Your objective: Rewrite the part of the article on the Astana peace talks starting at "Invited by Russia, Iran" and ending at "for the talks.", replacing "shaky" with "fragile".

Passage given:

--------

Crossroads Asia

Syrian Sides Snub Final Document at Astana Peace Talks

Recent Features

Crossroads Asia

Syrian Sides Snub Final Document at Astana Peace Talks

Russia, Turkey and Iran conclude the two-day negotiation with an agreement on jointly monitoring the shaky ceasefire.

Syrian Sides Snub Final Document at Astana Peace Talks
Credit: Ministry of Foreign Affairs Kazakhstan Facebook

Invited by Russia, Iran and Turkey, Syrian rebels and government officials gathered in Kazakhstan to strengthen the shaky ceasefire signed in December. The two-day negotiation fell short of the grand expectations of Kazakh President Nursultan Nazarbayev, who offered Astana as the venue for the talks.

The first day disappointed the hopeful. The opposition groups accused the government of breaking the ceasefire and walked out of the talks. The Syrian government delegate responded by labeling the opposition forces as “terrorist.”

The rebel groups refrained from sitting at the table in light of the government’s bombing in Wadi Barada, near Damascus. “There are no direct negotiations” Issam al-Reid, a member of the armed opposition said. “The talks will be with the United Nations if the ceasefire is not implemented, particularly in Wadi Barada.”

On the second day, the parties still sat at different tables – in different rooms – and continued to accuse each other of undermining the talks. After two days of open acrimony, delegates from the Syrian government and oppositions refused to sign the joint declaration, issued by Russia, Turkey and Iran, on setting up a trilateral commission to monitor the ceasefire.

--------

Listed entries:
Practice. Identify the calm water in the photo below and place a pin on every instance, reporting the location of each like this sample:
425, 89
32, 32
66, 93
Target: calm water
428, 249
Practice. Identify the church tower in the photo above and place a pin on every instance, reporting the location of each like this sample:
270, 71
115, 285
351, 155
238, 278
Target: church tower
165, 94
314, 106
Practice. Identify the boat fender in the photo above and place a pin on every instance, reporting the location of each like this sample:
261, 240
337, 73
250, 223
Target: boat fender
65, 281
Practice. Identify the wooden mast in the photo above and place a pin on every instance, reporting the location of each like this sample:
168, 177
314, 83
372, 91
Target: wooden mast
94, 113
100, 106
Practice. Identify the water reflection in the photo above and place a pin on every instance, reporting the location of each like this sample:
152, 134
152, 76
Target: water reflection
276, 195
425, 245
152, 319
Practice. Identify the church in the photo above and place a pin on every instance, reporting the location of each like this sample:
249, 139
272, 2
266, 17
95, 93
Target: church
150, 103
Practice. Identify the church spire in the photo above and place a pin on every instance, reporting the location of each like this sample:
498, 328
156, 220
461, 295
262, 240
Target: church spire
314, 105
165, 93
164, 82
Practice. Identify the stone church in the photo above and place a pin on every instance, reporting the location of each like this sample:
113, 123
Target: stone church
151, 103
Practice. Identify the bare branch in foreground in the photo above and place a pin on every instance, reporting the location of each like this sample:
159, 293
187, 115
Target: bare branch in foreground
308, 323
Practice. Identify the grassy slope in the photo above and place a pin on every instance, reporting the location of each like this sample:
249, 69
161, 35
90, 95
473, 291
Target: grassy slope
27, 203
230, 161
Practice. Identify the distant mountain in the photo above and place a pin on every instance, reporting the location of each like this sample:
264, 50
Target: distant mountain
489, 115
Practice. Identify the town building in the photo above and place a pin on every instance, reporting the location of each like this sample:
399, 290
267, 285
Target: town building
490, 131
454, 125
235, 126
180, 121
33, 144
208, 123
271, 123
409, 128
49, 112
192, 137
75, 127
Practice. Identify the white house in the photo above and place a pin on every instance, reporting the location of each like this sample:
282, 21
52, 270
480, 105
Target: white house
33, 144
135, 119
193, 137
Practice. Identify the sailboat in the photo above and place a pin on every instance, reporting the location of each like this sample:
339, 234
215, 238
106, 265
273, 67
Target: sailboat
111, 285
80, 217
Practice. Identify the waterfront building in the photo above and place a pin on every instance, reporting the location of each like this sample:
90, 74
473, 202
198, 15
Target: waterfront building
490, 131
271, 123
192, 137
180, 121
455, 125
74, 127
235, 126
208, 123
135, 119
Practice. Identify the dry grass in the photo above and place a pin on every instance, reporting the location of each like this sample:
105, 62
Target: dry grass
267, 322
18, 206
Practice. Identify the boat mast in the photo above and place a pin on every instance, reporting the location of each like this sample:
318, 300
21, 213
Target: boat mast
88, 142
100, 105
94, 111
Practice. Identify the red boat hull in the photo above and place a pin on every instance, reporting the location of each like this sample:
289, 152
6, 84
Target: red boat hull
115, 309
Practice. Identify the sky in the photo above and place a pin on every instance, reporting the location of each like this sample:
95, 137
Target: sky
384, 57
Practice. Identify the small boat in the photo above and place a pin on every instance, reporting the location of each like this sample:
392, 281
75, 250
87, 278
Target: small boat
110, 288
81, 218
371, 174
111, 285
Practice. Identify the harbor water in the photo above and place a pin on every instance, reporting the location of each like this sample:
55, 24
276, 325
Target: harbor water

--------

Task answer:
Invited by Russia, Iran and Turkey, Syrian rebels and government officials gathered in Kazakhstan to strengthen the fragile ceasefire signed in December. The two-day negotiation fell short of the grand expectations of Kazakh President Nursultan Nazarbayev, who offered Astana as the venue for the talks.